[Location identification items]
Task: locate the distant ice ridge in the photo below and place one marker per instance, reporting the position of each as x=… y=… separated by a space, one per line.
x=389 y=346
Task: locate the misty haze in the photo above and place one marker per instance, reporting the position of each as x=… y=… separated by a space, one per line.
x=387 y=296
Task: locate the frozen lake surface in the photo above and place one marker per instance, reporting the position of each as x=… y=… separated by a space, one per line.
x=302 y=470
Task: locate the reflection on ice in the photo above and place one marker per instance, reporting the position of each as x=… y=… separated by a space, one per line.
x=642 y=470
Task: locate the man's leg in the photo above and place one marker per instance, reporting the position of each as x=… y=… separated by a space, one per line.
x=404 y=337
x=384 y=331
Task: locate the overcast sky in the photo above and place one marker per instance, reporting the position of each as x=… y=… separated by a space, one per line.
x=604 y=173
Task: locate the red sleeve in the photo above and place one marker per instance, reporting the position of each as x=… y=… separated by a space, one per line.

_What you are asked to do_:
Copy each entry exactly, with nothing added or dropped.

_Output of the task_:
Task: locate the distant ice ridge in the photo below and place one marker per instance, reporting the position of each as x=… y=… separated by a space, one per line.
x=389 y=346
Task: locate the misty haze in the photo above and place one marker per instance, reporting the position of each as x=… y=… separated by a space, one per line.
x=387 y=296
Task: locate the frozen lake surface in the photo above and place one marker per instance, reporting the position of each as x=… y=… separated by a space, one per line.
x=302 y=470
Task: locate the reflection on ice in the photo above and place one marker per instance, reporting the position of each as x=… y=… separated by a space, one per line.
x=642 y=470
Task: locate the man's leg in the photo above and place one marker per instance, reporting the position of each as x=… y=… separated by a space, one per line.
x=404 y=337
x=384 y=331
Task: locate the overcast sky in the photo above and place one marker per instance, reporting the position of each as x=… y=… separated by a space, one per line.
x=604 y=173
Task: locate the red sleeve in the photo above and place one marker per instance, reporting the position of each as x=… y=… separated by a space, one per line.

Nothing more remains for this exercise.